━━━━━ Given data

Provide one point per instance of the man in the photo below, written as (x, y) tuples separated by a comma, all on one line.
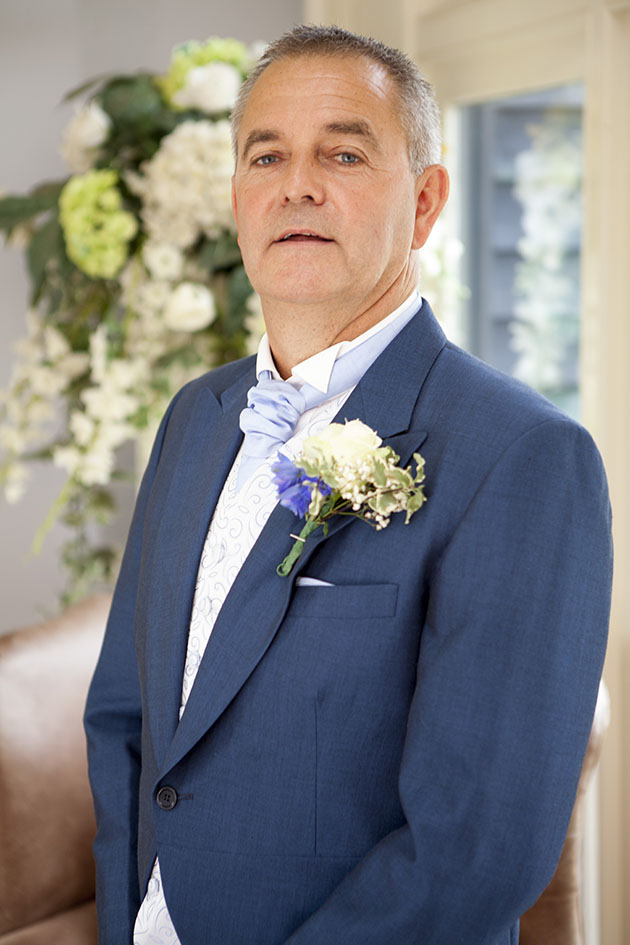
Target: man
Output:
[(383, 747)]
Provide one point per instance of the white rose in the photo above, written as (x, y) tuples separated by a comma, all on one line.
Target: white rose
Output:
[(83, 135), (67, 458), (163, 260), (12, 439), (107, 405), (211, 88), (190, 308), (343, 443), (47, 382), (15, 483), (97, 466)]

━━━━━━━━━━

__Given instruction__. Could you recast every line of the records above as a JSON list of strings, one string per line, with blank lines skipped and the pictures left out?

__Response to this task__.
[
  "Provide one point per instance of the man in the photo below, written as (x, y) tuples separated by a comma, all on one line.",
  "Target: man",
  "Output:",
  "[(383, 747)]",
  "Provide one point per instance of the white rose in the photo above, written as (x, y) tuples separated by a comma, all on one line.",
  "Target: white rose",
  "Output:",
  "[(83, 135), (67, 458), (163, 260), (12, 439), (107, 405), (211, 88), (190, 308), (343, 443), (47, 382), (15, 483), (97, 466)]"
]